[WRITTEN INSTRUCTION] Can you locate every line in the listing below that contains the string "wheel" and copy each one out? Case counts when matching.

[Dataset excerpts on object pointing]
+++
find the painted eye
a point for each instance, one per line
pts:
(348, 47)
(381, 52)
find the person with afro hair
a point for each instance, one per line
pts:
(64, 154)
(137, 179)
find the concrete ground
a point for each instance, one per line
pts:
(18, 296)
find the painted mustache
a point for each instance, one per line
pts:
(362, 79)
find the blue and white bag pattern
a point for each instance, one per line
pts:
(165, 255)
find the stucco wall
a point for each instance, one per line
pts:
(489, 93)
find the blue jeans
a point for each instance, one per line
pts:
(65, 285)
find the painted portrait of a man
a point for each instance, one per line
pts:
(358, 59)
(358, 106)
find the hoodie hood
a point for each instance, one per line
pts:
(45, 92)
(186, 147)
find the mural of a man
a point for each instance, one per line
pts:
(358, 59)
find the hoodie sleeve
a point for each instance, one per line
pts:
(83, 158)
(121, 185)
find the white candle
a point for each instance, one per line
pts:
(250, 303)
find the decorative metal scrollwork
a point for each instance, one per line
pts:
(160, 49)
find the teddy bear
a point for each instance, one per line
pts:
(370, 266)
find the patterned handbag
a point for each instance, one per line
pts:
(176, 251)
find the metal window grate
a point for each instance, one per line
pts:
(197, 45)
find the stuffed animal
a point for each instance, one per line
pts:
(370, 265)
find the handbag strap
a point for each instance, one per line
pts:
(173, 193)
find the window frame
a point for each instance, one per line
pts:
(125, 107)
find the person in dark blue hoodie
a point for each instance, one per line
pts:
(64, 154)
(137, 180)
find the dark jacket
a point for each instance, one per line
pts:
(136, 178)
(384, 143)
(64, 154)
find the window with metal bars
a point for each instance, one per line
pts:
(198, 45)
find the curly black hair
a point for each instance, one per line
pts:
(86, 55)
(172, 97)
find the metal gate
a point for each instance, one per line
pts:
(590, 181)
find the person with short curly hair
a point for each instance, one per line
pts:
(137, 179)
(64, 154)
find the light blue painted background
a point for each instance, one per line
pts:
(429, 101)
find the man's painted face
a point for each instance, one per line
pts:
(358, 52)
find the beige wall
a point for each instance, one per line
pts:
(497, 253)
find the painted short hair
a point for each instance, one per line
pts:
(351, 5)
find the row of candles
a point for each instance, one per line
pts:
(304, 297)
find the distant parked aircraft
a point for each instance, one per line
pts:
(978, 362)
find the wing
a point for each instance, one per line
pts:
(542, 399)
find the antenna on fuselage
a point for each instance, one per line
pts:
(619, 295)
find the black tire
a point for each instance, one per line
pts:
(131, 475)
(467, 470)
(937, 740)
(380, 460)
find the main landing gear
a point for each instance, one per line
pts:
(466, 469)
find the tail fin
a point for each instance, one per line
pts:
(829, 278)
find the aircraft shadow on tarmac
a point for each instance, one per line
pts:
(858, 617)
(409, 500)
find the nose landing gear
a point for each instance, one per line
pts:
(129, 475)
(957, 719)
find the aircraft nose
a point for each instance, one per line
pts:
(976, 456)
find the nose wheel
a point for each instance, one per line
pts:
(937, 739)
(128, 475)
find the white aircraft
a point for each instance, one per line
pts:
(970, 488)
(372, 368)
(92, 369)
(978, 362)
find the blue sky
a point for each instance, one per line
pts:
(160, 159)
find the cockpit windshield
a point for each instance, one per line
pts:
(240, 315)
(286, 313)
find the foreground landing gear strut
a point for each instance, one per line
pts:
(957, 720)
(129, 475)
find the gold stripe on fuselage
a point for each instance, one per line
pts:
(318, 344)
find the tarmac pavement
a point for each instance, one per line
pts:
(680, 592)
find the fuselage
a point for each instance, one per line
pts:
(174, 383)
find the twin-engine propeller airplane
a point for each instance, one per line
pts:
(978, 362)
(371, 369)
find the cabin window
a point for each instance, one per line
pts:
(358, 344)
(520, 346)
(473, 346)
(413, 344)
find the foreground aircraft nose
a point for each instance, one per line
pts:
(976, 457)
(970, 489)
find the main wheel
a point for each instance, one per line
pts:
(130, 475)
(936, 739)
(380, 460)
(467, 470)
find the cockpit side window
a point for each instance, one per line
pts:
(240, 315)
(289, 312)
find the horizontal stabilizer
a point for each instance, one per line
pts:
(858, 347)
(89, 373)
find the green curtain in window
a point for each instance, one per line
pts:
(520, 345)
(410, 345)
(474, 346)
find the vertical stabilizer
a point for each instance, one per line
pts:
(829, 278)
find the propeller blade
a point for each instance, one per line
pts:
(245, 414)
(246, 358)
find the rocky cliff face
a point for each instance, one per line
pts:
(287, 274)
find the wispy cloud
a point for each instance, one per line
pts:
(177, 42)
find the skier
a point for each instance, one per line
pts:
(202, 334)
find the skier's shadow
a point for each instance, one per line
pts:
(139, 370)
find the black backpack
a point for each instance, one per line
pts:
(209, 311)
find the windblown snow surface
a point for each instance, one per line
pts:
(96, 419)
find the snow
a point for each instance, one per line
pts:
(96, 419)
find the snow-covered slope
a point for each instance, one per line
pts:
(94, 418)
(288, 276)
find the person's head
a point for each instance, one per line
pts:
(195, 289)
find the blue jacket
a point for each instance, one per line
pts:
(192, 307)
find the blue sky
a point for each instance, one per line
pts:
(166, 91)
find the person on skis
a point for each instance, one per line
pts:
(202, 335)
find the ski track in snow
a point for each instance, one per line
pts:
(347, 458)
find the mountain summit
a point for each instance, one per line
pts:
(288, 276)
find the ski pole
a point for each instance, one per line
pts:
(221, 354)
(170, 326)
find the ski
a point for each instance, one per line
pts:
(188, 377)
+++
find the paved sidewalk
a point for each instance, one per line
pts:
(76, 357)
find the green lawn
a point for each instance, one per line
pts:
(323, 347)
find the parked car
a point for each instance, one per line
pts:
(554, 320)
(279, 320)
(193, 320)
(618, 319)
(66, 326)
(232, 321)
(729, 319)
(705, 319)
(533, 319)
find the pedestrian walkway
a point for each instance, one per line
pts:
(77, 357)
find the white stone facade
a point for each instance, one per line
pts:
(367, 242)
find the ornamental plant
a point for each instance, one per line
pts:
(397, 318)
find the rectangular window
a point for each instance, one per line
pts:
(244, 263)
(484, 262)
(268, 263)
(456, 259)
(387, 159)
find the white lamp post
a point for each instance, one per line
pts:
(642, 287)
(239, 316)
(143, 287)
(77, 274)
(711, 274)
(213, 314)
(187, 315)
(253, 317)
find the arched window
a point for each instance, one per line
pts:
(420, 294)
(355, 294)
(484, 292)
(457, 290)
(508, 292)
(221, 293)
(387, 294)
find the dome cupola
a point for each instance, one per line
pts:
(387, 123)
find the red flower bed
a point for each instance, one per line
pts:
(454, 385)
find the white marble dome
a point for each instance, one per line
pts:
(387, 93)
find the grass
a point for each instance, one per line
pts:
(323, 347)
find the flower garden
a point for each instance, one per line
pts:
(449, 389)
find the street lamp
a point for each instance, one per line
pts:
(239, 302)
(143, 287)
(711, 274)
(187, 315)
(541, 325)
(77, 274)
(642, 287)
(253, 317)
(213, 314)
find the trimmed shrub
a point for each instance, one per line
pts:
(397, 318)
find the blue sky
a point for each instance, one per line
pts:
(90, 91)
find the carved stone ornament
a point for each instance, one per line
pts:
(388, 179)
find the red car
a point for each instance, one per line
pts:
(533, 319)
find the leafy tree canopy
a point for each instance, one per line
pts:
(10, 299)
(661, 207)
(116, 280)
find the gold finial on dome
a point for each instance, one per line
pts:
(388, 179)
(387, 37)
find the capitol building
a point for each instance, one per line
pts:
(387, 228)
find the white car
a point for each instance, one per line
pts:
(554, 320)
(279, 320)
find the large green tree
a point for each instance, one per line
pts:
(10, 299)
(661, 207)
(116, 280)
+++
[TASK RESPONSE]
find the nose wheel
find the main wheel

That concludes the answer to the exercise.